===== Records for this exercise

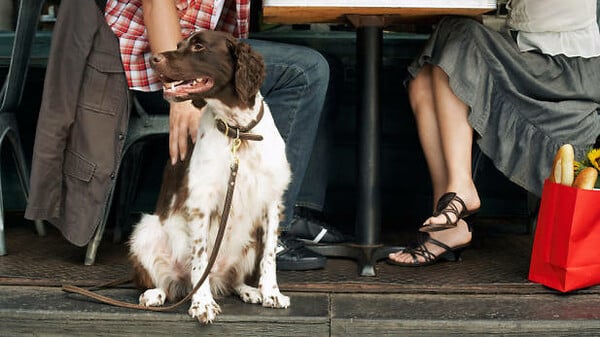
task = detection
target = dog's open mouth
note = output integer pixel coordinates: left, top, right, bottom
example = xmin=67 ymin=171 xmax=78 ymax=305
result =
xmin=161 ymin=77 xmax=215 ymax=97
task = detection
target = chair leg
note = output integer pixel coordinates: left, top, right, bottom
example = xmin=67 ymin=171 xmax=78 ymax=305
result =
xmin=0 ymin=163 xmax=6 ymax=256
xmin=83 ymin=175 xmax=115 ymax=266
xmin=83 ymin=223 xmax=104 ymax=266
xmin=6 ymin=130 xmax=46 ymax=236
xmin=113 ymin=141 xmax=146 ymax=243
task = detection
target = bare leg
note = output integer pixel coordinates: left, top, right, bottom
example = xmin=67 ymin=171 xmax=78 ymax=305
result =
xmin=408 ymin=65 xmax=448 ymax=203
xmin=425 ymin=67 xmax=480 ymax=224
xmin=389 ymin=65 xmax=480 ymax=263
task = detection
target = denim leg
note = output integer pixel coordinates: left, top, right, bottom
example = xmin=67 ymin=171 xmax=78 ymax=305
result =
xmin=246 ymin=39 xmax=329 ymax=231
xmin=295 ymin=55 xmax=343 ymax=211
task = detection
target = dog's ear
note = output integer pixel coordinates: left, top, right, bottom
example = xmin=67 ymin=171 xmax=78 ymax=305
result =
xmin=231 ymin=41 xmax=265 ymax=105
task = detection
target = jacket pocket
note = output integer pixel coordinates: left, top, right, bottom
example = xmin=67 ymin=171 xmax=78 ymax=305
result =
xmin=63 ymin=150 xmax=96 ymax=182
xmin=79 ymin=50 xmax=128 ymax=116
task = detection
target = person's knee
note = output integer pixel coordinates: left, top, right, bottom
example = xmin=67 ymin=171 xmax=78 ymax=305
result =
xmin=303 ymin=48 xmax=329 ymax=89
xmin=408 ymin=64 xmax=433 ymax=114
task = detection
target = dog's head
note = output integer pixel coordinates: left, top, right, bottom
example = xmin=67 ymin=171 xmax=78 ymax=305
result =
xmin=151 ymin=31 xmax=265 ymax=107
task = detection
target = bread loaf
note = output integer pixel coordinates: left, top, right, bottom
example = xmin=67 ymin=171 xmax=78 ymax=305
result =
xmin=549 ymin=144 xmax=575 ymax=186
xmin=573 ymin=167 xmax=598 ymax=190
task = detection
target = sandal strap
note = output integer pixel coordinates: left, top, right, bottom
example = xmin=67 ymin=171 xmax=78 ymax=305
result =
xmin=404 ymin=237 xmax=452 ymax=265
xmin=433 ymin=192 xmax=468 ymax=224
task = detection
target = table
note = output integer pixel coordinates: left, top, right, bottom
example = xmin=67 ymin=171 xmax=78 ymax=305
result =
xmin=263 ymin=0 xmax=496 ymax=276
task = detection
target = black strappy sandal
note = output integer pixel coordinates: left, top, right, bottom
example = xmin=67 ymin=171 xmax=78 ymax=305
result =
xmin=386 ymin=237 xmax=471 ymax=267
xmin=419 ymin=192 xmax=479 ymax=232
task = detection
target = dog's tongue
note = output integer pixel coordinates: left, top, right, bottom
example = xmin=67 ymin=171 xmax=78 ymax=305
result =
xmin=163 ymin=77 xmax=213 ymax=96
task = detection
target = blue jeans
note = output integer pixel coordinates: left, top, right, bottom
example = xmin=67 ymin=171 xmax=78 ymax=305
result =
xmin=245 ymin=39 xmax=329 ymax=231
xmin=135 ymin=39 xmax=329 ymax=231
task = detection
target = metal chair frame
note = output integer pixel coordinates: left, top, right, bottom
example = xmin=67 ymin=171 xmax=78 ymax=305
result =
xmin=0 ymin=0 xmax=45 ymax=255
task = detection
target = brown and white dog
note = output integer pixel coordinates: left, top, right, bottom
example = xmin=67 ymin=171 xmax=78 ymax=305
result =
xmin=130 ymin=31 xmax=291 ymax=323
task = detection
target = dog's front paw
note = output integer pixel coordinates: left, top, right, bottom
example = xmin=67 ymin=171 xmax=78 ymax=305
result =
xmin=188 ymin=298 xmax=221 ymax=324
xmin=262 ymin=290 xmax=290 ymax=308
xmin=140 ymin=288 xmax=167 ymax=307
xmin=237 ymin=285 xmax=262 ymax=304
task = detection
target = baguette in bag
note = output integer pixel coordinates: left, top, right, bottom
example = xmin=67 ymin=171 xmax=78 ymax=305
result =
xmin=549 ymin=144 xmax=575 ymax=186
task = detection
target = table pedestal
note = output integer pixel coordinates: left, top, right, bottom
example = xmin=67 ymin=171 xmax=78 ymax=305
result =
xmin=308 ymin=15 xmax=401 ymax=276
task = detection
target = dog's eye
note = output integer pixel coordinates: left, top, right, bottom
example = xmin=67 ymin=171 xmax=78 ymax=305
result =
xmin=192 ymin=42 xmax=204 ymax=51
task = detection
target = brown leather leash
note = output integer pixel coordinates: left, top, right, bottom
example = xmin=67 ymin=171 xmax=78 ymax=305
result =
xmin=62 ymin=111 xmax=263 ymax=311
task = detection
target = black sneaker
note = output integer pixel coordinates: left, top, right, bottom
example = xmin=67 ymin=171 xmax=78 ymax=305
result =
xmin=276 ymin=234 xmax=327 ymax=270
xmin=289 ymin=215 xmax=350 ymax=244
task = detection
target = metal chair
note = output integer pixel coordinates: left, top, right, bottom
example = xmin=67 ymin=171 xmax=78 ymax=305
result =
xmin=84 ymin=97 xmax=169 ymax=266
xmin=0 ymin=0 xmax=45 ymax=255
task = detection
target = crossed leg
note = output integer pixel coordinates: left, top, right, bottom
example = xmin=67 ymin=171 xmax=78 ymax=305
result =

==========

Can you reproduce the data above, from its first line through the line with "xmin=231 ymin=41 xmax=265 ymax=105", leaving out the pictures?

task = detection
target = dog's open mouth
note = output integer pixel coordinates: left, top, right, bottom
example = xmin=67 ymin=171 xmax=78 ymax=305
result =
xmin=161 ymin=77 xmax=215 ymax=97
task = detection
target = chair leg
note = output integer pixel coordinates: left, top, right, bottom
example = xmin=67 ymin=171 xmax=78 ymax=305
result =
xmin=0 ymin=163 xmax=6 ymax=256
xmin=83 ymin=175 xmax=115 ymax=266
xmin=83 ymin=223 xmax=104 ymax=266
xmin=6 ymin=130 xmax=46 ymax=236
xmin=113 ymin=141 xmax=146 ymax=243
task = detection
target = bare leg
note = output integer pixel coordinates: left, top, right, bottom
example = xmin=67 ymin=171 xmax=78 ymax=305
result =
xmin=408 ymin=65 xmax=448 ymax=203
xmin=425 ymin=67 xmax=480 ymax=224
xmin=389 ymin=65 xmax=480 ymax=263
task = detection
target = denim leg
note = output integer pixel coordinates: left, top, right, bottom
example = xmin=67 ymin=171 xmax=78 ymax=305
result =
xmin=246 ymin=39 xmax=329 ymax=231
xmin=295 ymin=55 xmax=343 ymax=211
task = detection
target = dog's ear
note = output integer pixel coordinates: left, top, right, bottom
example = xmin=67 ymin=171 xmax=78 ymax=305
result =
xmin=231 ymin=41 xmax=265 ymax=105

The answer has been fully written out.